■ RECORDS SHOWN:
* BEGIN *
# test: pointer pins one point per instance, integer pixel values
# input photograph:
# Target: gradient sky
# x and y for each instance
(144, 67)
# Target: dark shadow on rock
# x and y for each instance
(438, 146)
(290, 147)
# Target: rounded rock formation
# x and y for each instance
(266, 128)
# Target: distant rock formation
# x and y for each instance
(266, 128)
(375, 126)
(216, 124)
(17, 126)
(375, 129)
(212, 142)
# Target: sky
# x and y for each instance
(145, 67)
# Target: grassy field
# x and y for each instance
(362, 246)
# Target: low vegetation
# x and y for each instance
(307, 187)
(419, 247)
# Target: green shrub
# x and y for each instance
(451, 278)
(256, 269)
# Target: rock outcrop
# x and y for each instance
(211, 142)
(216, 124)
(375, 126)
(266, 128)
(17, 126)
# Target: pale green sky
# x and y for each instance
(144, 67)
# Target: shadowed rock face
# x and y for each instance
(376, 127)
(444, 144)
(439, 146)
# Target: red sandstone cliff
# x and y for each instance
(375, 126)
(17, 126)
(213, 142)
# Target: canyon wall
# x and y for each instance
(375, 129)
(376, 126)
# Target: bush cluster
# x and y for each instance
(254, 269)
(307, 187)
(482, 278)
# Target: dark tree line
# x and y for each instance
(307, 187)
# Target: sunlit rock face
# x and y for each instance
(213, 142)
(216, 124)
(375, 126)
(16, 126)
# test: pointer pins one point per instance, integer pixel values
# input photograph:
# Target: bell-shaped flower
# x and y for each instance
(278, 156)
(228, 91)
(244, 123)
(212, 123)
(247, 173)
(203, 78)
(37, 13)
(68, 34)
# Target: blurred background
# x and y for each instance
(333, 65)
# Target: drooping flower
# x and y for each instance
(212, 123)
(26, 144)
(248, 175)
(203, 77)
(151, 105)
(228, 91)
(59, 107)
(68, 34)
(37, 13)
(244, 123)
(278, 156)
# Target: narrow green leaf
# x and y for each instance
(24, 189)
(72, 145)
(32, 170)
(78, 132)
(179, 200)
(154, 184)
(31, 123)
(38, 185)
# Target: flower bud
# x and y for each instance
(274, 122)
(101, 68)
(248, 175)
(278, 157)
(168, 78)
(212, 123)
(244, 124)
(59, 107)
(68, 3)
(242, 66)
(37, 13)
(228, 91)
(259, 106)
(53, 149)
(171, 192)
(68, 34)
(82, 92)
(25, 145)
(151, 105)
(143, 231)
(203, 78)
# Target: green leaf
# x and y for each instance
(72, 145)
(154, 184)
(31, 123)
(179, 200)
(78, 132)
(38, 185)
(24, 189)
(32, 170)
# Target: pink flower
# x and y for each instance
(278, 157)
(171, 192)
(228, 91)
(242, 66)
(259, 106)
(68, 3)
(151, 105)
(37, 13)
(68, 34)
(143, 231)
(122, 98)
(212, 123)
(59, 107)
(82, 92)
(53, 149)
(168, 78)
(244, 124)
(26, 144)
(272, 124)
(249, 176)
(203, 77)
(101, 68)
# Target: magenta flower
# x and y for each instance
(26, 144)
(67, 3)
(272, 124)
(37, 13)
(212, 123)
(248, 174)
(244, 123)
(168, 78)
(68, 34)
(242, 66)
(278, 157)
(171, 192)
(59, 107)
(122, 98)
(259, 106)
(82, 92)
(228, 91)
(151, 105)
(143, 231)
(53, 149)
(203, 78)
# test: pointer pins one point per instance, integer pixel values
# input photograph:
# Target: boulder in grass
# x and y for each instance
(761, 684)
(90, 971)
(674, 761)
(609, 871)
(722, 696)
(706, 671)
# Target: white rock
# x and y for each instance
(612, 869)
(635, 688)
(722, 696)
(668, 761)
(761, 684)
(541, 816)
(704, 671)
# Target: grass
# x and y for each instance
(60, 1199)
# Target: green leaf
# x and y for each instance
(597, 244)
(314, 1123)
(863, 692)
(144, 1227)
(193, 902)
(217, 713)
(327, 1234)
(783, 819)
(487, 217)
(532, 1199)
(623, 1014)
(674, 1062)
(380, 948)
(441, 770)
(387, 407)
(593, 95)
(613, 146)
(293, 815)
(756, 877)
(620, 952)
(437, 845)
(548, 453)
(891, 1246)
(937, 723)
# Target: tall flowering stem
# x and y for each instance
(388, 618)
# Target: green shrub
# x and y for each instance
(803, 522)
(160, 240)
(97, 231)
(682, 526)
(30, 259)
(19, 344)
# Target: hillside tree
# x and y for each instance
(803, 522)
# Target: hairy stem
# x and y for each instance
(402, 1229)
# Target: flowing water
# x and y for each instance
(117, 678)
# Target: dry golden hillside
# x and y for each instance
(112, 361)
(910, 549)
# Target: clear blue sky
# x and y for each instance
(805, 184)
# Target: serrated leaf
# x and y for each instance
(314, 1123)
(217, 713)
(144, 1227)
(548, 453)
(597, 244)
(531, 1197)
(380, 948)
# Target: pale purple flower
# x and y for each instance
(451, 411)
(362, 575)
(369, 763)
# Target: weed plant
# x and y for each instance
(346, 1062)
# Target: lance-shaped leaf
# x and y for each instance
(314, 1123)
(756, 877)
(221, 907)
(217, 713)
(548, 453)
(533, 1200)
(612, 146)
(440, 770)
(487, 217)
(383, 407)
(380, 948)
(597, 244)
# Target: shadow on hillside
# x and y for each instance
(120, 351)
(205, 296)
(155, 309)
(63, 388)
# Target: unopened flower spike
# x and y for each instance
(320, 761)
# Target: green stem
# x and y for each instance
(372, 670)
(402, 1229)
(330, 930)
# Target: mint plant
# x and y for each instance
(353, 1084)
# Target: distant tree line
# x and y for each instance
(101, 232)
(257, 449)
* END *
■ REQUIREMENTS: Print the entries exactly. Include every one.

■ THE OUTPUT:
# test: pointer pins one point per instance, integer pixel values
# input photograph:
# Target: gradient sky
# x and y for each instance
(144, 67)
# Target: dark shadow on rock
# x and y for each instance
(438, 146)
(290, 147)
# Target: rounded rock formation
# x and y for each instance
(266, 128)
# Target: distant rock formation
# x and y for each instance
(266, 128)
(375, 126)
(216, 124)
(17, 126)
(375, 129)
(212, 142)
# Target: sky
# x and y for each instance
(145, 67)
# Target: grassy field
# x and y for each instance
(362, 246)
# Target: low vegetation
# x and y for each instance
(307, 187)
(419, 247)
# Target: green shrub
# x and y for each instance
(451, 278)
(256, 269)
# Target: rock outcrop
# x and y for each instance
(211, 142)
(216, 124)
(375, 126)
(266, 128)
(17, 126)
# Target: pale green sky
# x and y for each instance
(144, 67)
# Target: shadowed rock face
# x and y for each instance
(376, 127)
(444, 144)
(439, 146)
# Target: red sandstone cliff
# x and y for each instance
(375, 126)
(17, 126)
(213, 142)
# Target: canyon wall
# x and y for each instance
(375, 129)
(376, 126)
# Target: bush cluster
# x and y for each instance
(254, 269)
(307, 187)
(482, 278)
# Target: dark tree line
# x and y for each instance
(307, 187)
# Target: sunlit rock face
# x and y for each instance
(213, 142)
(216, 124)
(375, 126)
(16, 126)
# test: pointer pins one point per instance, integer pixel values
# input photograph:
# Target: bell-shaped flower
# x and y for each instance
(278, 156)
(228, 91)
(244, 123)
(212, 123)
(247, 173)
(203, 78)
(37, 13)
(68, 34)
# Target: blurred background
# x and y for each instance
(333, 65)
# Target: drooping flower
# x and y for each instance
(212, 123)
(26, 144)
(248, 175)
(203, 77)
(151, 105)
(228, 91)
(59, 107)
(68, 34)
(37, 13)
(244, 123)
(278, 156)
# Target: narrow green leaf
# x and y for each instance
(24, 189)
(72, 145)
(32, 170)
(78, 132)
(179, 200)
(154, 184)
(31, 123)
(38, 185)
# Target: flower bud
# x and y for each instance
(274, 122)
(101, 68)
(248, 175)
(278, 157)
(168, 78)
(212, 123)
(244, 124)
(59, 107)
(68, 3)
(242, 66)
(37, 13)
(228, 91)
(259, 106)
(53, 149)
(171, 192)
(68, 34)
(82, 92)
(25, 145)
(151, 105)
(143, 231)
(203, 78)
# Target: green leaf
# x and y for each instance
(72, 145)
(154, 184)
(31, 123)
(179, 200)
(78, 132)
(38, 185)
(24, 189)
(32, 170)
# Target: pink flower
# x and y for each instance
(278, 157)
(171, 192)
(228, 91)
(242, 66)
(259, 106)
(68, 3)
(151, 105)
(37, 13)
(68, 34)
(143, 231)
(122, 98)
(212, 123)
(59, 107)
(82, 92)
(53, 149)
(168, 78)
(244, 124)
(26, 144)
(272, 124)
(249, 176)
(203, 77)
(101, 68)
# Target: magenta flower
# x and y for each instance
(26, 144)
(67, 3)
(272, 124)
(37, 13)
(212, 123)
(248, 174)
(244, 123)
(168, 78)
(68, 34)
(242, 66)
(278, 157)
(171, 192)
(59, 107)
(122, 98)
(259, 106)
(82, 92)
(228, 91)
(151, 105)
(143, 231)
(53, 149)
(203, 78)
# test: pointer pins one point per instance, integer pixel values
# input photograph:
# Target: boulder in grass
# x and y for each instance
(761, 684)
(90, 971)
(674, 761)
(609, 871)
(722, 696)
(706, 671)
# Target: white rock
# x and y for each instance
(612, 869)
(635, 688)
(722, 696)
(668, 761)
(761, 684)
(541, 816)
(704, 671)
# Target: grass
# x and y for each instance
(60, 1199)
# Target: green leaf
# x and y for each instance
(597, 244)
(314, 1123)
(863, 692)
(144, 1227)
(193, 902)
(217, 713)
(327, 1234)
(783, 819)
(487, 217)
(532, 1199)
(623, 1014)
(674, 1062)
(380, 948)
(441, 770)
(387, 407)
(593, 95)
(613, 146)
(293, 815)
(756, 877)
(620, 952)
(437, 845)
(548, 453)
(891, 1246)
(937, 723)
# Target: tall flowering stem
# x and y for each instance
(388, 618)
# Target: green shrub
# x and y for each instance
(803, 522)
(160, 240)
(97, 231)
(682, 526)
(30, 259)
(19, 344)
# Target: hillside tree
# x and y for each instance
(803, 522)
# Target: hairy stem
# x and y for each instance
(402, 1229)
# Target: flowing water
# x and y for each instance
(117, 678)
# Target: dry golden hillside
# x and y for each instance
(112, 361)
(910, 549)
# Target: clear blue sky
# x and y for each instance
(805, 184)
# Target: serrated leaf
# x and y for each instance
(314, 1123)
(217, 713)
(144, 1227)
(548, 453)
(597, 244)
(531, 1197)
(380, 948)
# Target: pale purple flower
# x and y for each instance
(451, 411)
(362, 575)
(369, 763)
# Target: weed plant
# x and y for each instance
(346, 1062)
# Target: lance-shaped leaf
# x and y for each instance
(314, 1123)
(756, 877)
(221, 907)
(217, 713)
(548, 453)
(533, 1200)
(612, 146)
(440, 770)
(487, 217)
(383, 407)
(380, 948)
(597, 244)
# Target: shadow on hillside
# x and y for each instance
(120, 351)
(205, 296)
(155, 309)
(63, 388)
# Target: unopened flower spike
# x and y for each instance
(320, 761)
# Target: green stem
# x and y for each instance
(372, 670)
(402, 1229)
(330, 930)
# Target: mint plant
# x and y for each instance
(353, 1084)
# Target: distant tree line
# x and y for each instance
(101, 232)
(257, 449)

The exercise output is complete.